[Records for pointing at objects in photos]
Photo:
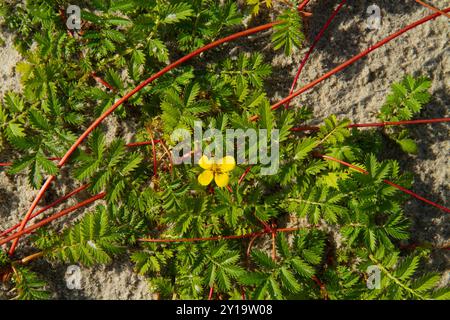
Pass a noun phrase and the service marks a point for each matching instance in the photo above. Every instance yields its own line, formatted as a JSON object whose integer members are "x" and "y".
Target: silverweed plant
{"x": 333, "y": 212}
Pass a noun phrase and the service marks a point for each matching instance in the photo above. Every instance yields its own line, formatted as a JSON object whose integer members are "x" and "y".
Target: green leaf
{"x": 288, "y": 34}
{"x": 408, "y": 145}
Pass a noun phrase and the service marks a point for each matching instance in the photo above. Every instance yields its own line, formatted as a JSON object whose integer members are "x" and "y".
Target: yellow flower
{"x": 216, "y": 169}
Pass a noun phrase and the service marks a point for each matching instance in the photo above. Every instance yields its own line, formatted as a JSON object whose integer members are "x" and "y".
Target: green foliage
{"x": 91, "y": 241}
{"x": 287, "y": 34}
{"x": 286, "y": 277}
{"x": 28, "y": 286}
{"x": 397, "y": 281}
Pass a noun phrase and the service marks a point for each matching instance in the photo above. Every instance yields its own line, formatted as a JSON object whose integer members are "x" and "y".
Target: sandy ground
{"x": 356, "y": 93}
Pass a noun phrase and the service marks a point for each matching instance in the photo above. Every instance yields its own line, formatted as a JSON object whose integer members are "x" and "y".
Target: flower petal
{"x": 226, "y": 164}
{"x": 221, "y": 179}
{"x": 205, "y": 177}
{"x": 205, "y": 163}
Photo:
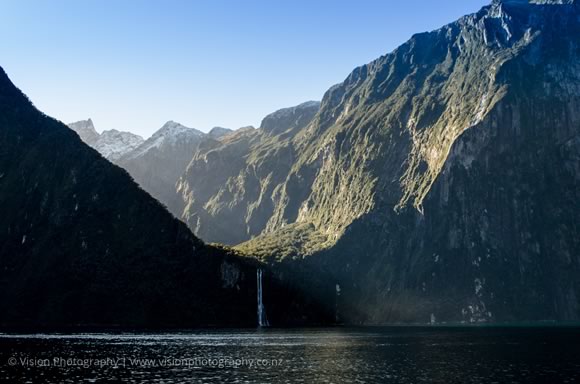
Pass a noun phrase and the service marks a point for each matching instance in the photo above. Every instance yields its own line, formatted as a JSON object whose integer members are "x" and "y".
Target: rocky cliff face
{"x": 441, "y": 181}
{"x": 158, "y": 162}
{"x": 112, "y": 144}
{"x": 229, "y": 190}
{"x": 82, "y": 245}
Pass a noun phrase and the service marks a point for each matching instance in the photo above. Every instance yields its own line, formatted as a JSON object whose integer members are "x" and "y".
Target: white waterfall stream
{"x": 262, "y": 320}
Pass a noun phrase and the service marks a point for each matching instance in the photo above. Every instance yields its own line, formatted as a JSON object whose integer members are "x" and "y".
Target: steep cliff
{"x": 82, "y": 245}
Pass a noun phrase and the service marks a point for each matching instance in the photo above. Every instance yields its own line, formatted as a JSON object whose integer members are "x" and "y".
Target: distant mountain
{"x": 81, "y": 244}
{"x": 86, "y": 131}
{"x": 158, "y": 162}
{"x": 112, "y": 144}
{"x": 217, "y": 132}
{"x": 226, "y": 194}
{"x": 438, "y": 183}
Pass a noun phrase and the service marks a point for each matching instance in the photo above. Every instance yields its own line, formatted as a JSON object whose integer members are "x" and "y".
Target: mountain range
{"x": 439, "y": 183}
{"x": 81, "y": 244}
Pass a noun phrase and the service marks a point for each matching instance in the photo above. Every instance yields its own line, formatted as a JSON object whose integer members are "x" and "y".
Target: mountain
{"x": 82, "y": 245}
{"x": 158, "y": 162}
{"x": 86, "y": 131}
{"x": 226, "y": 194}
{"x": 438, "y": 183}
{"x": 217, "y": 132}
{"x": 112, "y": 144}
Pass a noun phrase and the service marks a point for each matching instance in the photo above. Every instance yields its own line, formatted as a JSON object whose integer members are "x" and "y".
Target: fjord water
{"x": 337, "y": 355}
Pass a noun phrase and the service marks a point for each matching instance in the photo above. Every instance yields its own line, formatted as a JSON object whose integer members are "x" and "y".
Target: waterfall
{"x": 262, "y": 320}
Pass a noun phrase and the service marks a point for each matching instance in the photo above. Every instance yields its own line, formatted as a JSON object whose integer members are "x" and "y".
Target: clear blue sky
{"x": 132, "y": 65}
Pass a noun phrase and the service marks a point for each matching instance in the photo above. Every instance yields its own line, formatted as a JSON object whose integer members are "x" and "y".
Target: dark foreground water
{"x": 369, "y": 355}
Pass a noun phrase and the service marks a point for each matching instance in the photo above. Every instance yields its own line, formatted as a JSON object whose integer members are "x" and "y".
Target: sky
{"x": 132, "y": 65}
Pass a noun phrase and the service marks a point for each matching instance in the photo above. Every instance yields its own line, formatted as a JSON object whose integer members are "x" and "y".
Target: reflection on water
{"x": 369, "y": 355}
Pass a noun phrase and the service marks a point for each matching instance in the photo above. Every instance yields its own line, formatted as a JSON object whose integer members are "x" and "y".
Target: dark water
{"x": 370, "y": 355}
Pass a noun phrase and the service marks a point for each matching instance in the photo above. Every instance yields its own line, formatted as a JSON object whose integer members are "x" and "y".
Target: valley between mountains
{"x": 439, "y": 183}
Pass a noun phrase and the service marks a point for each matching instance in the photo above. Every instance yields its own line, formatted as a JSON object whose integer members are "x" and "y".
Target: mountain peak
{"x": 217, "y": 132}
{"x": 173, "y": 128}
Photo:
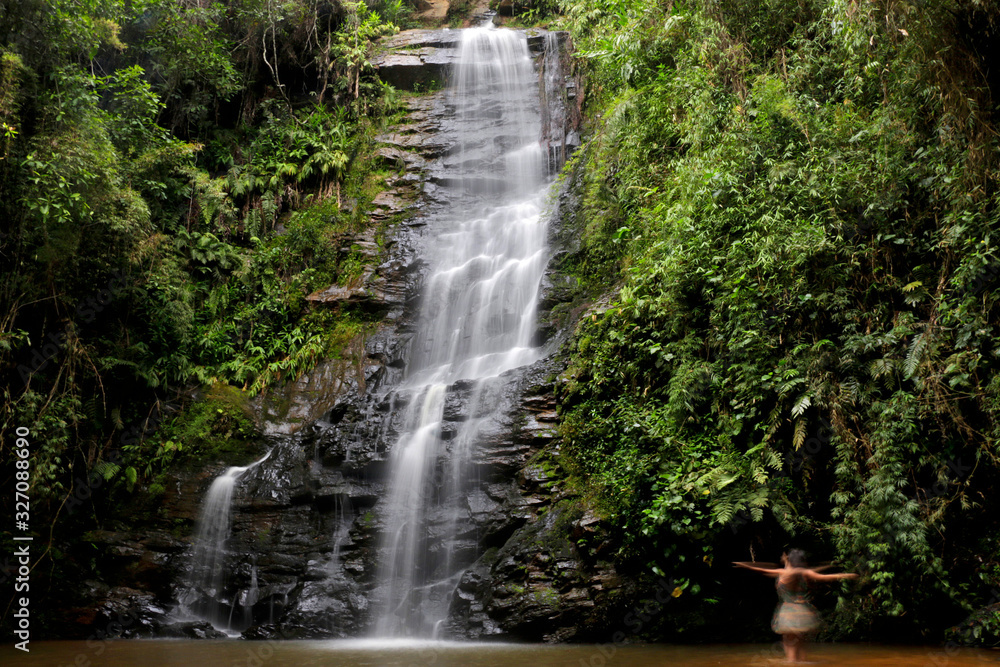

* _Exercise goal_: Please find each line of the records above that contains the word "dark" and copy it out. Case matters when matching.

* _Answer for this exercise_:
Target: dark foreground water
Target: dark water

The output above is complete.